= Рабочие задания =
[A] Кем работал Двираджмохан Дас, согласно отрывку о быте в Индии?
[B] Продолжите отрывок о быте в Индии, начав сразу после его последнего предложения.

____ Фрагмент текста

К таким «происшествиям» во время киносеансов здесь уже привыкли. Исключение составляют лишь вечера фильмов из ФРГ — представители консульства привозят пленку на машине вместе с киноаппаратурой и показывают картину на свежем воздухе, не завися от капризов местной электростанции; однако, как считают члены клуба, качество фильмов не стоит таких забот и затрат.

С тем, что электричество часто отключается, приходится считаться и принимая гостей. Так, однажды на ужин нас пригласил к себе симпатичный Двираджмохан Дас, инженер местного ирригационного управления, и сразу же, как только мы вошли в дом, предложил расположиться на веранде, объяснив, что «свет все равно скоро погаснет». И он погас, а хозяйке дома пришлось готовить ужин при свете керосиновой лампы. Когда электричество наконец зажглось, она заторопила нас к столу, «пока оно снова не погасло». Кофе после ужина мы и правда пили уже в полной темноте на веранде.

Были у нас и другие развлечения. Жена Анимеша Снигдха — прекрасная исполнительница классического индийского танца бхарат-натьям. После рождения двух детей сама она танцует, к сожалению, очень редко, но учит этому искусству новое поколение. Однажды, когда мы сидели у нее в гостях, пришли девочки лет десяти, в другой раз — пятнадцатилетние девушки, и довольно просторная столовая каждый раз превращалась в танцевальный зал. Я наглядно увидел, как в Индии девушки становятся танцовщицами, хотя обучение сводилось к бесконечному и терпеливому повторению вариаций шагов и мудр, особых движений рук, заключающих древнюю символику.

Дом замирал лишь на какой-то час после обеда — все отдыхали. Не только ради младшего четырехлетнего члена семьи Пупу, но и ради взрослых. Они редко ложатся спать раньше одиннадцати, а поднимаются здесь, как я уже говорил, ни свет ни заря. Кроме того, окна по ночам обычно остаются открытыми, а прямо под ними расположен Сипахи Чок Базар, местный рынок, откуда порой и глубокой ночью доносятся различные звуки, мешающие спать: музыка из транзисторов или какая-нибудь перебранка. Вот почему так необходим был послеобеденный сон.

________
____ Выборка строк

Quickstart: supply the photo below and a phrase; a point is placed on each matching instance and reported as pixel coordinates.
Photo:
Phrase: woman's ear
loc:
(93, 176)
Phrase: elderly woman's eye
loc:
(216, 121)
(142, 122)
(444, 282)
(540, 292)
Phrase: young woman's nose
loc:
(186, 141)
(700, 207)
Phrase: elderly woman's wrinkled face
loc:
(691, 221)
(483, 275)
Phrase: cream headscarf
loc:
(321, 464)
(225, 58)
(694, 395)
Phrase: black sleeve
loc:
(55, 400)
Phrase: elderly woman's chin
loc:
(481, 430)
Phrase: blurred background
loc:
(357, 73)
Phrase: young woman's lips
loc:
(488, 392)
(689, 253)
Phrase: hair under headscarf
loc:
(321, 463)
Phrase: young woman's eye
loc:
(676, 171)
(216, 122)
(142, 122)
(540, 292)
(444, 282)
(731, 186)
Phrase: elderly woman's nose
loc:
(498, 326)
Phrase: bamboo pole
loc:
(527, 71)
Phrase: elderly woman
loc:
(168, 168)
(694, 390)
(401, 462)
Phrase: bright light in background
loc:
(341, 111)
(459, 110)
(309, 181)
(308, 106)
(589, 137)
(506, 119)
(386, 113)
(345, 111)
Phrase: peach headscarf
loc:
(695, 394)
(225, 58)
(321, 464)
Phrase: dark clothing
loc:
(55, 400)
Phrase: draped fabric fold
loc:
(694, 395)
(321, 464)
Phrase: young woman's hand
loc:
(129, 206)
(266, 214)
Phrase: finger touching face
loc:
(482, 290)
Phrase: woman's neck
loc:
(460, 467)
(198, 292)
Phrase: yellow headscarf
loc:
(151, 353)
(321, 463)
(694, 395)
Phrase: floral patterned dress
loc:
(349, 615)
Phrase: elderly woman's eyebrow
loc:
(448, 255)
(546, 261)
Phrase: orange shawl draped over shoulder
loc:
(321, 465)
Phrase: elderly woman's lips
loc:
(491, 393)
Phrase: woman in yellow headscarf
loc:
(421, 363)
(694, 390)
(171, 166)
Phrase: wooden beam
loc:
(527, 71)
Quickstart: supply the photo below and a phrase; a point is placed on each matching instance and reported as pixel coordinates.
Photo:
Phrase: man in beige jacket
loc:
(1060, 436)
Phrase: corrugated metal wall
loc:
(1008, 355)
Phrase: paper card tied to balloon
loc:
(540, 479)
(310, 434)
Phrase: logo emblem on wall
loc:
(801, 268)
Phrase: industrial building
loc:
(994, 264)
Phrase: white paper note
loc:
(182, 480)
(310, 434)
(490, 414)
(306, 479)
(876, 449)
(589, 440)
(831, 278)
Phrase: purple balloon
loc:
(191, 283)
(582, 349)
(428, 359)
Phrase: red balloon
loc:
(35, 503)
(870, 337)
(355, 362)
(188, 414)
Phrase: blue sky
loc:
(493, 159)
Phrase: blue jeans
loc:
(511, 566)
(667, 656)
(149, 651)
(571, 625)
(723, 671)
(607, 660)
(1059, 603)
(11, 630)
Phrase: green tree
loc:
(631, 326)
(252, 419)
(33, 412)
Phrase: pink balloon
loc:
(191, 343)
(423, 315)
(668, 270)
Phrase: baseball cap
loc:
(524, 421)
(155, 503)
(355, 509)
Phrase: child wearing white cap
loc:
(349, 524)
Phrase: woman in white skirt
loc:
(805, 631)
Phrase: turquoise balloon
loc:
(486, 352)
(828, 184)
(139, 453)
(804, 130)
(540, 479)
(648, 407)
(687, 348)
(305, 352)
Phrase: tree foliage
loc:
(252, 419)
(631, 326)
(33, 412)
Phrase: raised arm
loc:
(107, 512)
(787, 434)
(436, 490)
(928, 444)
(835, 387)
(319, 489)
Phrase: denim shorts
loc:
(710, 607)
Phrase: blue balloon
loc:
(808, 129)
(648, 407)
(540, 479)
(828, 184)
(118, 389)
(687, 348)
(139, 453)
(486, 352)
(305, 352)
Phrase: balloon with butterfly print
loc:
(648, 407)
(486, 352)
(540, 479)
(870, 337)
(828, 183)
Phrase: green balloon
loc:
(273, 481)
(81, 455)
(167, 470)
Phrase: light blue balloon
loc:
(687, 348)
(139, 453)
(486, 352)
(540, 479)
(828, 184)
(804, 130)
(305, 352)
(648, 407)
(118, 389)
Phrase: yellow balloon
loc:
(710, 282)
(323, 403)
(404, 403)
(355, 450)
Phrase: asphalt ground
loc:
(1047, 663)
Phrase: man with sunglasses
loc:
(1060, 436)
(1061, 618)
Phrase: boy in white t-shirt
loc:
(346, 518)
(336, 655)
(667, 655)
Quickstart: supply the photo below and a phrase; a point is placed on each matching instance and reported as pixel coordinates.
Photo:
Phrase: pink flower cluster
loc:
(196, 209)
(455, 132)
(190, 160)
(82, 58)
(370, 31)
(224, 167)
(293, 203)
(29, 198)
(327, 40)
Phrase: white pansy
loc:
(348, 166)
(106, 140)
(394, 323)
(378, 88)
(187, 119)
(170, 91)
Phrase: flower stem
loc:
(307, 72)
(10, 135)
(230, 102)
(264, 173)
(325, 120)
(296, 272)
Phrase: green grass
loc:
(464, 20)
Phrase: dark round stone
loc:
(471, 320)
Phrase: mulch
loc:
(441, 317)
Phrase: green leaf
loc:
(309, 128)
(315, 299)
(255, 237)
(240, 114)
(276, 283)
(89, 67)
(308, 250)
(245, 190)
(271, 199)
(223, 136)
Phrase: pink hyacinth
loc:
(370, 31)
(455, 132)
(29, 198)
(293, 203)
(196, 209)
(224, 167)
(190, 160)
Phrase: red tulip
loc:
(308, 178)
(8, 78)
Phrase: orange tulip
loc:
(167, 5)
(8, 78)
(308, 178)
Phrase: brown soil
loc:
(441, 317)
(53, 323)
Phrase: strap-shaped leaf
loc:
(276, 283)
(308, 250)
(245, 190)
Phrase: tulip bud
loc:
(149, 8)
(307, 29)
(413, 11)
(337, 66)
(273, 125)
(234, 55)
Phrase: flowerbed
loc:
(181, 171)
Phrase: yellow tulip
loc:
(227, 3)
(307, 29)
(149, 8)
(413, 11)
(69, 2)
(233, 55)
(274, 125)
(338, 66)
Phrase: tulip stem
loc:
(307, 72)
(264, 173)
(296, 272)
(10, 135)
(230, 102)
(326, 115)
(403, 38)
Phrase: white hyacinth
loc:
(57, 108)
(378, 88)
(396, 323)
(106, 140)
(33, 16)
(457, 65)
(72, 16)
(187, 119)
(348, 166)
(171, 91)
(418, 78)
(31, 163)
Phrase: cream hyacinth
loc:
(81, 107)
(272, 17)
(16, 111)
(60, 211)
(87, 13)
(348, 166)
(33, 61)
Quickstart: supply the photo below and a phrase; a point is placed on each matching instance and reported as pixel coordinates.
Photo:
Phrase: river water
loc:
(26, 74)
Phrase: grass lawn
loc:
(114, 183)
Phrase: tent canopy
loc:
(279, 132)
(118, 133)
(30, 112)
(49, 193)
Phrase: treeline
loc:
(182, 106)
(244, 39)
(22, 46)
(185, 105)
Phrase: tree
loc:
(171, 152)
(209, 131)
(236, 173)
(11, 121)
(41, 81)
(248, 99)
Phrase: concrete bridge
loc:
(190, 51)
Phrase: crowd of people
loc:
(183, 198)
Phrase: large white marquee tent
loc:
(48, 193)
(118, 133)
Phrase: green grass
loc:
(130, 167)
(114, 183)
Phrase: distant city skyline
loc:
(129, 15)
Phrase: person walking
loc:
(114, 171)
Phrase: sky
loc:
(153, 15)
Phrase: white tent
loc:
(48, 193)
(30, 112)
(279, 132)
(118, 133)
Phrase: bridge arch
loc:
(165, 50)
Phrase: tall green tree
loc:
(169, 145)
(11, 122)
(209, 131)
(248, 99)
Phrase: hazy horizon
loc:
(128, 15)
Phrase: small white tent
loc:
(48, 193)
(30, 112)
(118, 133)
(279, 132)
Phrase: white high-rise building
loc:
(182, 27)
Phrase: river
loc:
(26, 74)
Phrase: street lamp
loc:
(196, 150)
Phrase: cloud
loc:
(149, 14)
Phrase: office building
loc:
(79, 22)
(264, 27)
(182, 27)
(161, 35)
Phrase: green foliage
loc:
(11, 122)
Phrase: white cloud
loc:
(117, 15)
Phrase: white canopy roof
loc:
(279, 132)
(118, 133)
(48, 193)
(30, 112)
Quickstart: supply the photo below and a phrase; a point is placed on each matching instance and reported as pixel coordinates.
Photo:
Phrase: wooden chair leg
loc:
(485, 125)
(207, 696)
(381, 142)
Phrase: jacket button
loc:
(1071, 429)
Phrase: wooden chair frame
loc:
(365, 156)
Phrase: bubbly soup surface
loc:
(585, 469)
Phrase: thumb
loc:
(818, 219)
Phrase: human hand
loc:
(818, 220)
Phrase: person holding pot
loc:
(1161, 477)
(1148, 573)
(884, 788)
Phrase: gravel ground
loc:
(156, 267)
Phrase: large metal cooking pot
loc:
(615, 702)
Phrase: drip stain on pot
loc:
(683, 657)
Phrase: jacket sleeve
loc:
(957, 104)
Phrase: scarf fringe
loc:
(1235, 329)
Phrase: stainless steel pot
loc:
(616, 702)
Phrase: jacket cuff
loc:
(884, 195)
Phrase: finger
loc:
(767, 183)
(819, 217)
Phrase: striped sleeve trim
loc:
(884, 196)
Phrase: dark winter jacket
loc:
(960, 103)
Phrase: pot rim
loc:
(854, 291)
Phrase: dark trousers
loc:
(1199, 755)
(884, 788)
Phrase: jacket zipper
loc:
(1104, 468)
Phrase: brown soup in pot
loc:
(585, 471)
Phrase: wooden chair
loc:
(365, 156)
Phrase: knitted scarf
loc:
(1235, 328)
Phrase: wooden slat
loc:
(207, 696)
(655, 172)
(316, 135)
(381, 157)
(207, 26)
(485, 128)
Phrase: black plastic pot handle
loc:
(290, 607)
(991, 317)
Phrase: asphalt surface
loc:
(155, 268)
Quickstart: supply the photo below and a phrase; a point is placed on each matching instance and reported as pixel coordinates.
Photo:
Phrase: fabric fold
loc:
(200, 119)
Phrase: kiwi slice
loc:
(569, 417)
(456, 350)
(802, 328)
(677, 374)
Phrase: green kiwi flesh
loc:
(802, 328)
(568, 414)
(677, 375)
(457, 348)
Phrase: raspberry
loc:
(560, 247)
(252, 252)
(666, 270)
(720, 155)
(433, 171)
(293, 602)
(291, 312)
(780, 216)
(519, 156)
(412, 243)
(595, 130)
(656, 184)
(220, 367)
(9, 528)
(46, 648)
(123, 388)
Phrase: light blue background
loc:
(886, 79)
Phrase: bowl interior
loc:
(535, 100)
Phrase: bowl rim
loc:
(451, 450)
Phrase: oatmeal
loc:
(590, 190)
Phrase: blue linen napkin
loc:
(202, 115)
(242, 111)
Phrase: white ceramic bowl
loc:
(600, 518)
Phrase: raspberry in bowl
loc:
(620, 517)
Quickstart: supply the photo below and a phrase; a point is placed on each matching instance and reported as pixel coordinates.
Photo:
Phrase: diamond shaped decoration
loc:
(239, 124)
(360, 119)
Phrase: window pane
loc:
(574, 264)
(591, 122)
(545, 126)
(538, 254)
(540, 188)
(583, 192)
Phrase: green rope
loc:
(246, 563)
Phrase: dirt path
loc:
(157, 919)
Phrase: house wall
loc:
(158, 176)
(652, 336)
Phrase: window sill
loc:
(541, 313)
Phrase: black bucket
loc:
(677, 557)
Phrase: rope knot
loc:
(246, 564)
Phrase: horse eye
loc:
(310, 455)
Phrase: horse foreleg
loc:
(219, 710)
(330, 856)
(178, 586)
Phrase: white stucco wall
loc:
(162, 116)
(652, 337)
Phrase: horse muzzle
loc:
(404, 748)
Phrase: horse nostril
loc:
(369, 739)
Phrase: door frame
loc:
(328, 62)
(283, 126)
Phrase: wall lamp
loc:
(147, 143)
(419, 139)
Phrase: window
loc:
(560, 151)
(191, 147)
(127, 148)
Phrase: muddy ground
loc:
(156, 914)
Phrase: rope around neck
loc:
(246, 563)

________

= Ответы по пунктам =
[A] Инженером местного ирригационного управления.

[B]
Дочь Анимеша мы звали Муму (ей было лет пятнадцать), а младшего сына — Пупу, но это не были их настоящие имена. Каждый индийский ребенок имеет помимо своего «официального» или так называемого «хорошего» имени еще и дак-нам — в буквальном переводе — «имя, которым зовут». Это имя, обычно нисколько не похожее на официальное, — плод фантазии родителей, и старшие родственники или друзья семьи зовут им маленького человечка еще долго после того, как он вырастает из пеленок. Здесь сказывается и любовное отношение старшего поколения к детям, которое на наш вкус порой кажется чуть приторным, но это — неотъемлемая часть индийской семейной жизни. Семейные связи в Индии и поныне значительно крепче, чем у европейцев, и зиждутся на иной экономической и социальной основе. Ведь нередко старший брат бывает вынужден долгие годы содержать младших братьев и сестер и их семьи, пока они сами не встанут на ноги, и воспринимает это как вполне естественную обязанность.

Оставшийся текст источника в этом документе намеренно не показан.